### [Problem requirements]
Render part of the data below as a Markdown table with the columns Row and Line, putting each line in its own numbered row and skipping blank lines. Begin at the line that contains "Where can the green hill be seen here?" and stop after the line that contains "x=129, y=177".

### [Entries]
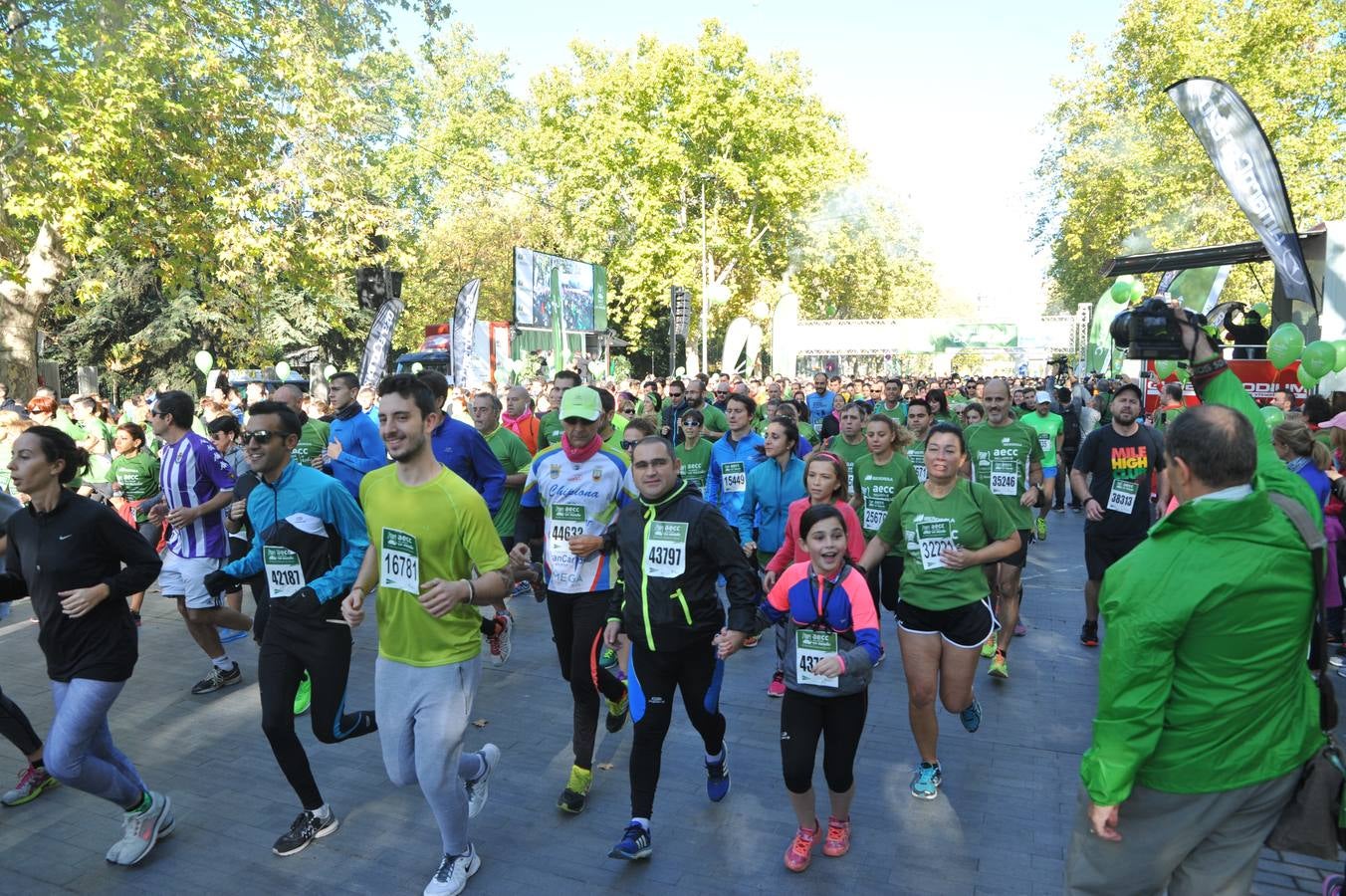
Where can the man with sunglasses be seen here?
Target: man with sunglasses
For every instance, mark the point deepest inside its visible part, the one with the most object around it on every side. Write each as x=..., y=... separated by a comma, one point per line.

* * *

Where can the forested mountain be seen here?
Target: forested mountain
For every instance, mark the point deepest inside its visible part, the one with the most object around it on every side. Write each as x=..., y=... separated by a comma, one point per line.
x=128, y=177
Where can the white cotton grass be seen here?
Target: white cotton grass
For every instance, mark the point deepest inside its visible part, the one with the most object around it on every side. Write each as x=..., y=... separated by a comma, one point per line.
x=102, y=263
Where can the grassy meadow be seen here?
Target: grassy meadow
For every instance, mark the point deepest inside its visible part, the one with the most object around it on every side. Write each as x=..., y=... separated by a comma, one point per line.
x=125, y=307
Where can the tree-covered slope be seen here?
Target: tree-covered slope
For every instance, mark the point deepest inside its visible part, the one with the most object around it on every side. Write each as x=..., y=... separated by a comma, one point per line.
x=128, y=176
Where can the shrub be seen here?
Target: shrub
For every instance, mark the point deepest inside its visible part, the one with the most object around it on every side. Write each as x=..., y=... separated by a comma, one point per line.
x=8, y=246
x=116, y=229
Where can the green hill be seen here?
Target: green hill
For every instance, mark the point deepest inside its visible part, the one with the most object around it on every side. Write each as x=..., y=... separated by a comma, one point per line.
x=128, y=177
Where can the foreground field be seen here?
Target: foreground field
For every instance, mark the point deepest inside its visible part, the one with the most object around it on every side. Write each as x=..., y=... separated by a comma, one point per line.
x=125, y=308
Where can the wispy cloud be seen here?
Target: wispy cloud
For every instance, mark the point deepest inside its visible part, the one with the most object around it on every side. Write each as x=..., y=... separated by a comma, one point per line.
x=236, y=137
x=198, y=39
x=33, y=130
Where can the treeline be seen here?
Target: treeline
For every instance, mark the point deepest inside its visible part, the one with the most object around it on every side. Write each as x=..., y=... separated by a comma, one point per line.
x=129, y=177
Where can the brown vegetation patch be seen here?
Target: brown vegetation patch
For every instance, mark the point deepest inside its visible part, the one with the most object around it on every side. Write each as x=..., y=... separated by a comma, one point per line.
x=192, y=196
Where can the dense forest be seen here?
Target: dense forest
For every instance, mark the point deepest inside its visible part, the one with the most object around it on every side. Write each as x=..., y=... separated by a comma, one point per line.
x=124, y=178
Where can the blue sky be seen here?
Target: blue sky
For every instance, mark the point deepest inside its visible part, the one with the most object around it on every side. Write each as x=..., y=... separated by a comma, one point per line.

--

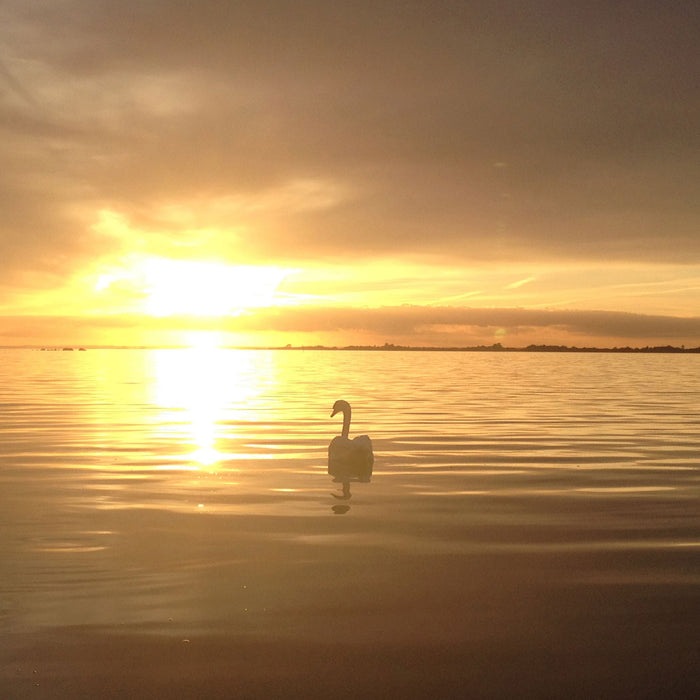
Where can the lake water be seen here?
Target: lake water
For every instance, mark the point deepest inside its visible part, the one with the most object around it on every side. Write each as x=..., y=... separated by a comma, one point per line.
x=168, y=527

### [Response below]
| Row | Line |
|---|---|
| 1 | Where can the green hill be seen here? |
| 2 | Target: green hill |
| 3 | For every instance, mark the point deepest inside its visible part, the one with the most object around it on every side. Write each as x=..., y=... separated by a comma, one point per line. |
| 4 | x=128, y=177 |
| 5 | Where can the foreground field be seen here? |
| 6 | Target: foreground field |
| 7 | For every instance, mark the point deepest inside its visible part, the one with the most object around it on every side. Write each as x=..., y=... separated by a comma, one point per line. |
| 8 | x=125, y=308 |
| 9 | Where can the wispy cloud be seen here? |
| 10 | Target: wispy cloud |
| 11 | For every instance, mark the point deepest inside its visible part, the one with the most object around it on every side. Write each as x=..., y=... separated by a comma, one point per line. |
| 12 | x=236, y=137 |
| 13 | x=198, y=39 |
| 14 | x=33, y=130 |
| 15 | Where can the treeline be seen here? |
| 16 | Target: treeline |
| 17 | For every instance, mark the point deepest inside its visible part, the one with the most object around it on every side. Write each as x=..., y=... separated by a comma, one point per line. |
| 18 | x=129, y=177 |